_DATA SHOWN_:
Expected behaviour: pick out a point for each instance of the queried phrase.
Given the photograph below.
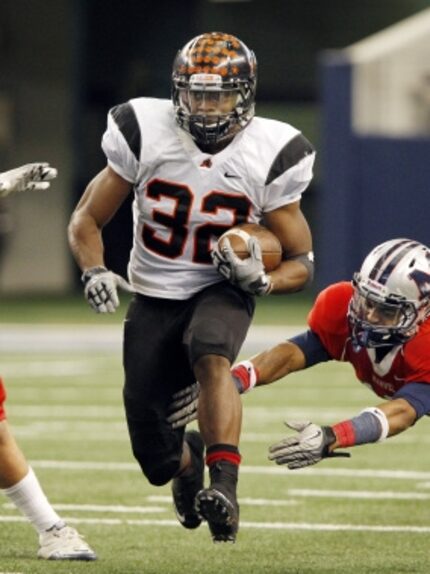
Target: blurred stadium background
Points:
(363, 101)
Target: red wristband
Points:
(345, 434)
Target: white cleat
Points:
(64, 544)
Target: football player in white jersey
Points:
(197, 164)
(57, 541)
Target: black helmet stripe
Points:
(378, 265)
(386, 272)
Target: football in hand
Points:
(239, 236)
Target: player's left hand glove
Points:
(248, 274)
(26, 178)
(308, 447)
(101, 289)
(183, 408)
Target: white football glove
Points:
(26, 178)
(101, 289)
(248, 274)
(308, 447)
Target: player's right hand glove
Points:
(100, 289)
(26, 178)
(249, 273)
(308, 447)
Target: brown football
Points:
(270, 246)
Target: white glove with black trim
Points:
(26, 178)
(308, 447)
(101, 289)
(249, 273)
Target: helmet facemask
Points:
(380, 321)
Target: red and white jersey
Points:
(185, 198)
(404, 364)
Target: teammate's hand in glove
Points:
(183, 408)
(247, 273)
(308, 447)
(101, 289)
(26, 178)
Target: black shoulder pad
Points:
(292, 152)
(126, 120)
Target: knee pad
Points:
(210, 338)
(158, 471)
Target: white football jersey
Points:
(185, 198)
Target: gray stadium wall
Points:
(372, 188)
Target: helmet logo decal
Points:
(386, 272)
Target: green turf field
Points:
(367, 514)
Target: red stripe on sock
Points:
(345, 433)
(232, 457)
(242, 374)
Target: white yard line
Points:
(244, 469)
(245, 524)
(29, 338)
(358, 494)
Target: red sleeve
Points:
(328, 317)
(417, 356)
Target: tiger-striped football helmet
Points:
(213, 88)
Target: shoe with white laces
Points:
(64, 543)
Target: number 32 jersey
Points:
(184, 198)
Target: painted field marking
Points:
(245, 524)
(245, 469)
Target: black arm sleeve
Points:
(417, 395)
(312, 348)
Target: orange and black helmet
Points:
(214, 63)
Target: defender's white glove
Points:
(101, 289)
(308, 447)
(248, 274)
(26, 178)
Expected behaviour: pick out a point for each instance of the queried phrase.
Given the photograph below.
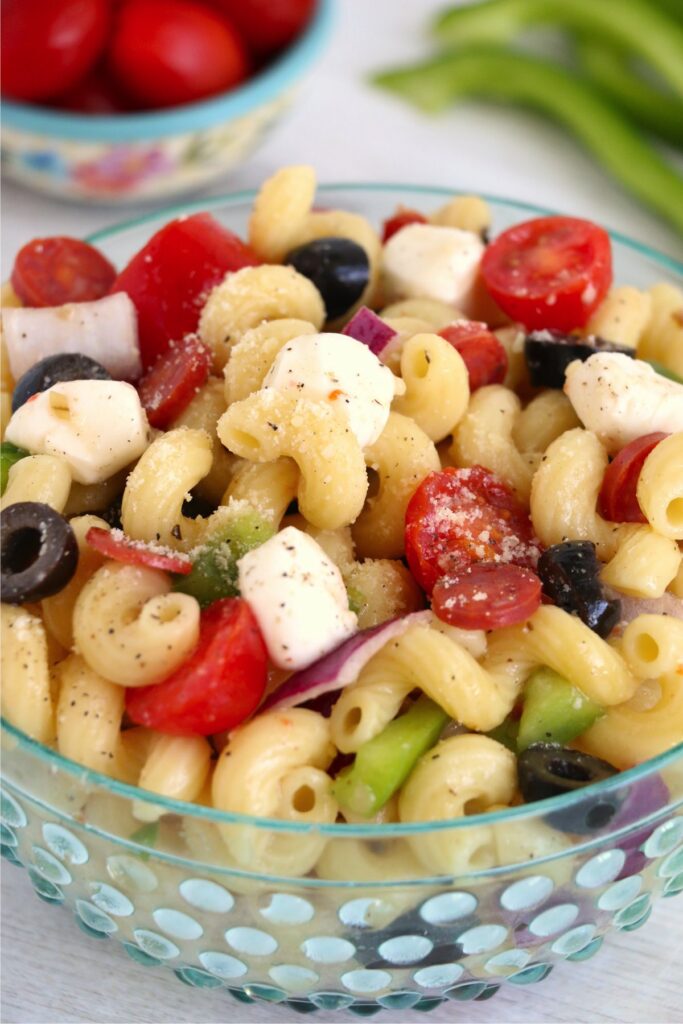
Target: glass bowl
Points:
(370, 927)
(156, 155)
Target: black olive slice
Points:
(548, 353)
(546, 770)
(39, 552)
(56, 370)
(569, 573)
(338, 267)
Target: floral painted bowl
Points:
(369, 927)
(154, 155)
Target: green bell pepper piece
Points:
(214, 572)
(383, 764)
(609, 69)
(635, 25)
(145, 836)
(9, 454)
(356, 600)
(554, 711)
(494, 73)
(507, 733)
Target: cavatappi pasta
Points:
(240, 613)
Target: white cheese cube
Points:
(97, 427)
(105, 330)
(620, 398)
(298, 597)
(426, 261)
(337, 369)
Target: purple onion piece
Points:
(341, 666)
(367, 327)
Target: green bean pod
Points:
(610, 70)
(641, 28)
(496, 73)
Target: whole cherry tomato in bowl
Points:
(169, 52)
(48, 47)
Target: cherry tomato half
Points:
(173, 381)
(267, 26)
(461, 516)
(486, 596)
(169, 279)
(482, 353)
(549, 272)
(219, 685)
(115, 545)
(52, 271)
(166, 52)
(401, 218)
(617, 501)
(48, 46)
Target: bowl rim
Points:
(188, 118)
(370, 830)
(211, 203)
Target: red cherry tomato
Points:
(219, 685)
(114, 544)
(401, 218)
(617, 500)
(267, 25)
(94, 94)
(166, 52)
(171, 275)
(549, 272)
(482, 353)
(486, 596)
(173, 381)
(461, 516)
(48, 46)
(52, 271)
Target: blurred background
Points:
(351, 128)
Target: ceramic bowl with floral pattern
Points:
(154, 155)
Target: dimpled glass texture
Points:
(378, 930)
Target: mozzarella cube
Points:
(620, 398)
(298, 597)
(337, 369)
(426, 261)
(105, 330)
(97, 427)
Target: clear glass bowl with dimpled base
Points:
(372, 926)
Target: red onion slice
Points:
(341, 666)
(367, 327)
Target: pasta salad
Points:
(333, 524)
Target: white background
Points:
(50, 971)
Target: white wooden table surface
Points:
(50, 971)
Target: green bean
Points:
(636, 25)
(495, 73)
(610, 70)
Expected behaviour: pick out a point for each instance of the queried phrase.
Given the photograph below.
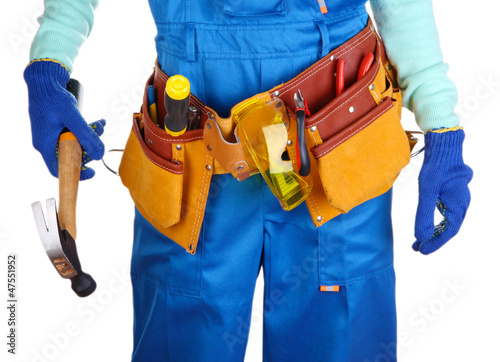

_EXERCISE OBJECTIVE_: Go from the first line of the data above to the line containing "Target: orange and black helmet" and retype exactly those lines, both included, but none of the pictures.

_TASK ANSWER_:
Expected behaviour: pick out a point for each instance of the queried phrase.
Given the photograph below.
Target: blurred stadium background
Points:
(363, 101)
Target: red wristband
Points:
(345, 434)
Target: white cleat
Points:
(64, 544)
Target: football player in white jersey
Points:
(197, 164)
(57, 541)
Target: black helmet stripe
Points:
(378, 265)
(386, 272)
Target: football in hand
Points:
(239, 236)
Target: player's left hand glove
Points:
(248, 274)
(26, 178)
(308, 447)
(101, 289)
(183, 408)
Target: white football glove
Points:
(26, 178)
(101, 289)
(248, 274)
(308, 447)
Target: player's right hand glove
Points:
(100, 289)
(26, 178)
(249, 273)
(308, 447)
Target: brown football
Points:
(270, 246)
Target: white glove with black trim
Points:
(26, 178)
(308, 447)
(101, 289)
(249, 273)
Target: helmet facemask
Points:
(380, 321)
Target: red and white jersey
Points:
(185, 198)
(404, 364)
Target: teammate's hand in glove
Points:
(183, 408)
(247, 273)
(308, 447)
(101, 289)
(26, 178)
Target: black shoulder pad
Points:
(292, 152)
(126, 120)
Target: knee pad
Points:
(210, 338)
(158, 471)
Target: white football jersey
Points:
(185, 198)
Target: gray stadium wall
Points:
(372, 188)
Target: helmet logo decal
Points:
(386, 272)
Target: green turf field
Points:
(367, 514)
Target: red stripe on sock
Points:
(345, 433)
(232, 457)
(242, 374)
Target: white yard line
Points:
(244, 469)
(245, 524)
(29, 338)
(358, 494)
Target: red sleeve
Points:
(328, 317)
(417, 356)
Target: tiger-striped football helmet
Points:
(213, 88)
Target: shoe with white laces
Points:
(64, 543)
Target: number 32 jersey
Points:
(184, 198)
Target: painted field marking
Points:
(245, 524)
(245, 469)
Target: black arm sleeve
Points:
(417, 395)
(312, 348)
Target: orange and black helmet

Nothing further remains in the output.